+++ The records

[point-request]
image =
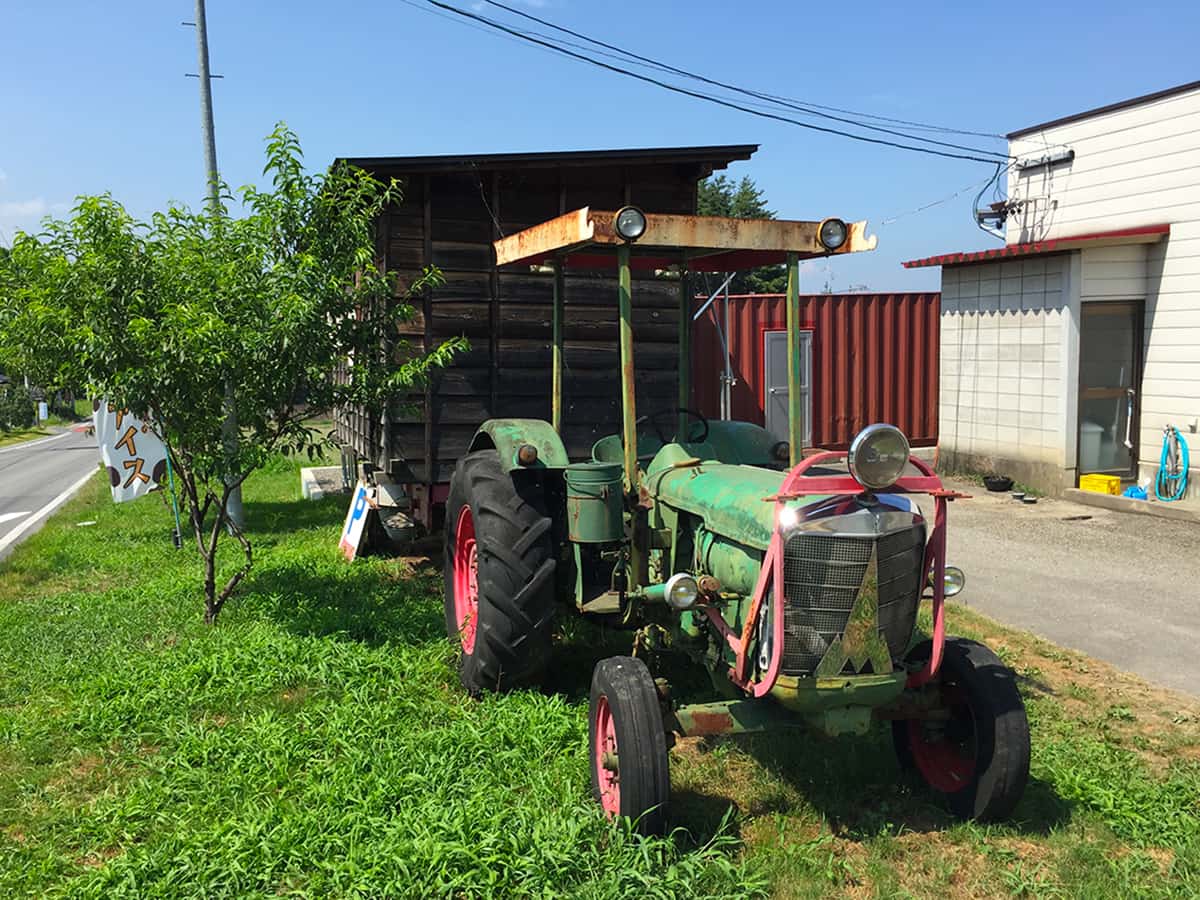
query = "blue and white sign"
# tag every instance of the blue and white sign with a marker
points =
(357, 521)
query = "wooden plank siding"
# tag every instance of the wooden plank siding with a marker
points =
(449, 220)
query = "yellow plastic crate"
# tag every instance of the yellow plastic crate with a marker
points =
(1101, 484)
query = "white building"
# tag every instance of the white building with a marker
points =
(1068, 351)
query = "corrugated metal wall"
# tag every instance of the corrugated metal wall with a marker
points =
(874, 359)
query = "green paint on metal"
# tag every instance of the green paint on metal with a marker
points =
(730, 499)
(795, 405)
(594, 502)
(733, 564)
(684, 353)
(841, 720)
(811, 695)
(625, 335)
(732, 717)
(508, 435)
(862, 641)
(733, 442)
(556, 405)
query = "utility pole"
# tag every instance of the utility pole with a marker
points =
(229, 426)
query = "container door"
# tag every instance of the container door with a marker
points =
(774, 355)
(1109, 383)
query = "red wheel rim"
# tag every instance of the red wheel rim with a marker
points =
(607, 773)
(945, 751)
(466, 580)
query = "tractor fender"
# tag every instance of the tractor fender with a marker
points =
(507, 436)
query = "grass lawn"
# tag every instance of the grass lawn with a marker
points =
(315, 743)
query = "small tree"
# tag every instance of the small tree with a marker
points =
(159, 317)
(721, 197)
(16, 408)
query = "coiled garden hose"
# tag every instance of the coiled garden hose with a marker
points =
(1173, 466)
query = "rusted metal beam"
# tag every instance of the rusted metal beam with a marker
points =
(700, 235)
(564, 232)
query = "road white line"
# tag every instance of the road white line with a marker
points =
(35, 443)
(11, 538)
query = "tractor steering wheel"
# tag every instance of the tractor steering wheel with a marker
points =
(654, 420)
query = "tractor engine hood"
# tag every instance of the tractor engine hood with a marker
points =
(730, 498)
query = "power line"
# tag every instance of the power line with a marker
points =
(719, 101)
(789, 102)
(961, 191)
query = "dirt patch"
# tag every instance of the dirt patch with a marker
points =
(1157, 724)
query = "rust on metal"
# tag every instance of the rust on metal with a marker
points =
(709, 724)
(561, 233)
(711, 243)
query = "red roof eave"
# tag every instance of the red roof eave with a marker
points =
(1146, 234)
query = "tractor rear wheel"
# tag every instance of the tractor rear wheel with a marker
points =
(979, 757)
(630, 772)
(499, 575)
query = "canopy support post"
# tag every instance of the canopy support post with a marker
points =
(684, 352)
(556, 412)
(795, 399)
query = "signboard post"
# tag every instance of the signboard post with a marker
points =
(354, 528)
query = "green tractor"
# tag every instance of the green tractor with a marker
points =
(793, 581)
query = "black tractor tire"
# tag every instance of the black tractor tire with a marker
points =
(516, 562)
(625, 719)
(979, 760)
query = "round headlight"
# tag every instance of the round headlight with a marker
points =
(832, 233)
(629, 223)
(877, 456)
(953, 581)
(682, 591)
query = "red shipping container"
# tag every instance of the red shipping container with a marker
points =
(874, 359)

++++++
+++ The records

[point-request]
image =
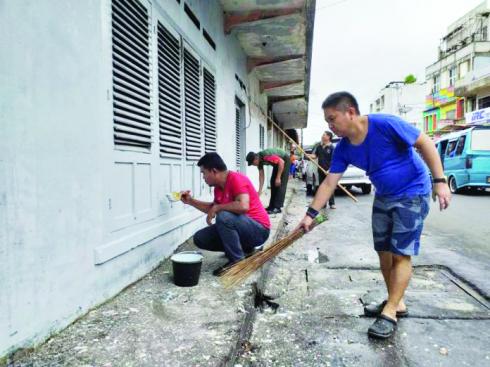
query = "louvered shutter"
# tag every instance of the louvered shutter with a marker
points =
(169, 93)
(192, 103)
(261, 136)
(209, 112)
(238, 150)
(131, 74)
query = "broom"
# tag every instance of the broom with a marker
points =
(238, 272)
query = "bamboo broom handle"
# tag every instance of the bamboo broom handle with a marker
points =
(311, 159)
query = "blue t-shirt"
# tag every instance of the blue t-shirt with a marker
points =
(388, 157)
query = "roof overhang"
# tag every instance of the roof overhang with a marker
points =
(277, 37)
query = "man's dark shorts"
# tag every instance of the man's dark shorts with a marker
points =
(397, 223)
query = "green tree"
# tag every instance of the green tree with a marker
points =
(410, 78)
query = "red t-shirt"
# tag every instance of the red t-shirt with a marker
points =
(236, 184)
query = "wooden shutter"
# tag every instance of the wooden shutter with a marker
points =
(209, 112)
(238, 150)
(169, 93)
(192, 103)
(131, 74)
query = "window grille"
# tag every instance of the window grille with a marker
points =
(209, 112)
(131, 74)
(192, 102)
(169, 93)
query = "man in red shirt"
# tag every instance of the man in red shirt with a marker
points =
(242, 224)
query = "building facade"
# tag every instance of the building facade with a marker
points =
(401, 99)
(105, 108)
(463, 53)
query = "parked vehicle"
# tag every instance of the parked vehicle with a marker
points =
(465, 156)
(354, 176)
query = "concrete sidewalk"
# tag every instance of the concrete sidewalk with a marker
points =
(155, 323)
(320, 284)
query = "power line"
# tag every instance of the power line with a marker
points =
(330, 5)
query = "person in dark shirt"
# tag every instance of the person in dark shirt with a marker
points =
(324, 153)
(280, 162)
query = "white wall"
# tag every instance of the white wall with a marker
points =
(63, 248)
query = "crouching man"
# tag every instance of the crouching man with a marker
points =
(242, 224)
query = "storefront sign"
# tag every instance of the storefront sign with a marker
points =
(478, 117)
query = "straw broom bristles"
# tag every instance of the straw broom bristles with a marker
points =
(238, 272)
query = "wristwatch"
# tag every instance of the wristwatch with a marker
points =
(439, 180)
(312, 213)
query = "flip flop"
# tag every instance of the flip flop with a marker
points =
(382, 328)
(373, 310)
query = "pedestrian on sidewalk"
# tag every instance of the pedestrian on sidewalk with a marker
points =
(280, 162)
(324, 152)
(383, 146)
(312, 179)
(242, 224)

++++++
+++ The records

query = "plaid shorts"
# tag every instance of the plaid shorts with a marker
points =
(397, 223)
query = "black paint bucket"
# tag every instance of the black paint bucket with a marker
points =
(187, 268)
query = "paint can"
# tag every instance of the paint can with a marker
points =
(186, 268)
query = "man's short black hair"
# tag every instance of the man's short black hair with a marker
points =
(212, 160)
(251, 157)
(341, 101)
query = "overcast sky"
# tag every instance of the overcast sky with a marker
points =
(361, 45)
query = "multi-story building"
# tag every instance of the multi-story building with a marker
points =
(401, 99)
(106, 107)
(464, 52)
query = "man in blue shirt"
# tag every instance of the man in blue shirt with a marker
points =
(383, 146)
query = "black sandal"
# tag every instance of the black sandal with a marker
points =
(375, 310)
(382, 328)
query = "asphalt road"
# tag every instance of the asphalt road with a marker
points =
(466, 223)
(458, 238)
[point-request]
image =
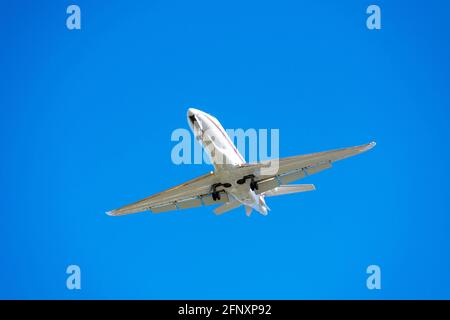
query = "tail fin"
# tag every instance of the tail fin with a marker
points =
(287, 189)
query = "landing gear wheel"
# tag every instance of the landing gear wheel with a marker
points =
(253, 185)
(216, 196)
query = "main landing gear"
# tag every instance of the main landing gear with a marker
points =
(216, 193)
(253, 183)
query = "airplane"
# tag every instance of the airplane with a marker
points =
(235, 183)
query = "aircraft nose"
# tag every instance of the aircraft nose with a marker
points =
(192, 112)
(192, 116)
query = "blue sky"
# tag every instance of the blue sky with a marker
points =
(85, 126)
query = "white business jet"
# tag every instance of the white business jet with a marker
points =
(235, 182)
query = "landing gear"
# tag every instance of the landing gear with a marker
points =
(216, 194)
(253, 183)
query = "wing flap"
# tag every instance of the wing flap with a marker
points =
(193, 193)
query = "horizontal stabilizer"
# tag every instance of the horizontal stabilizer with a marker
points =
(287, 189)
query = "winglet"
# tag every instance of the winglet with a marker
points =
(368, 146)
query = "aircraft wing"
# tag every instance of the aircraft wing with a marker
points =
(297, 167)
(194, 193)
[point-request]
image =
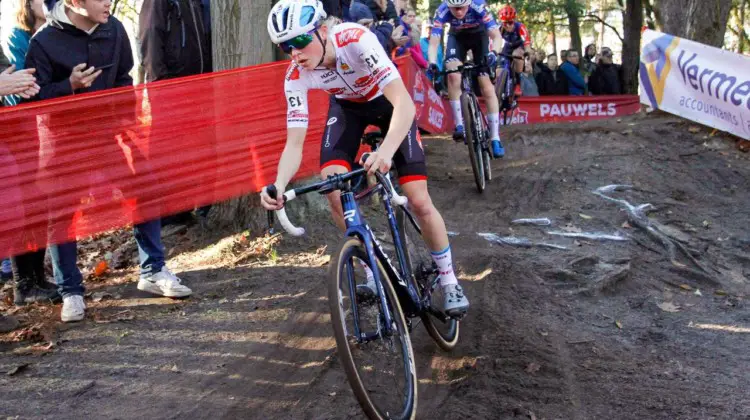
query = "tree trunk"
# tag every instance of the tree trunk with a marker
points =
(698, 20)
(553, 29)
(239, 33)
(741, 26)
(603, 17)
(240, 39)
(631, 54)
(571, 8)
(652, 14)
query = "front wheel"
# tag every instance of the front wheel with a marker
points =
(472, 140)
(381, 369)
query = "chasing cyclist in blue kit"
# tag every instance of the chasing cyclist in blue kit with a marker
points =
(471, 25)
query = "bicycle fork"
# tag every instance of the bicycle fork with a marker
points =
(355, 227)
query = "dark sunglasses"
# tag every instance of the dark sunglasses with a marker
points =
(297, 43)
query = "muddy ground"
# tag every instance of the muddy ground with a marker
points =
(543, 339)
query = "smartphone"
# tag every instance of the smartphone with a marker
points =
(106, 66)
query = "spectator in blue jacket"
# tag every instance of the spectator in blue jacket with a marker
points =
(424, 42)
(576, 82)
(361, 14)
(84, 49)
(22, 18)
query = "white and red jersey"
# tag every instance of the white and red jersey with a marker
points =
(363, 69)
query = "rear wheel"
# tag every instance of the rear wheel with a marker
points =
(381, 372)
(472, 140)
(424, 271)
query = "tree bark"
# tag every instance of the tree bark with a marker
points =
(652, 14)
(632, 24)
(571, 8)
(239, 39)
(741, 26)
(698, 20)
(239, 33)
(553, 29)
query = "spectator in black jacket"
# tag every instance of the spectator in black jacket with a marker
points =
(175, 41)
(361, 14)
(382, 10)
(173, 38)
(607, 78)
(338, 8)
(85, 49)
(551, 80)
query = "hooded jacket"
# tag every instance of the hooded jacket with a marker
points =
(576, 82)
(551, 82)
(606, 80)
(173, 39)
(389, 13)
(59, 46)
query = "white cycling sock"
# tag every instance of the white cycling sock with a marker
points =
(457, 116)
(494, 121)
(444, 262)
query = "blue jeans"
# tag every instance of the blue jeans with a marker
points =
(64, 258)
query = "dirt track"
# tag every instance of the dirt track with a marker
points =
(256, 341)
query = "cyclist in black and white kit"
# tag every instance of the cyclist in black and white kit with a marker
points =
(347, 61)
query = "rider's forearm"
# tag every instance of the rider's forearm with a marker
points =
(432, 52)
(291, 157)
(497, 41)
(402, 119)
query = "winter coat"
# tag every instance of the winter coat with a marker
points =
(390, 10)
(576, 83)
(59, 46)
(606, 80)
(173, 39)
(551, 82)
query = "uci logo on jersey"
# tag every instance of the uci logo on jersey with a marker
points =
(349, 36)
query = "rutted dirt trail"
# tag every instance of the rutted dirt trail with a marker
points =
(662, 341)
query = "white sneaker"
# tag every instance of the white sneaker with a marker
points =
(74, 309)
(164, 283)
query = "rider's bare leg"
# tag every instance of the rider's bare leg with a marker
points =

++++++

Select every line in the listing above that contains the word "pole", and copy each one out.

» **Exercise solution**:
query = "utility pole"
# tag every instance of the utility pole with a marker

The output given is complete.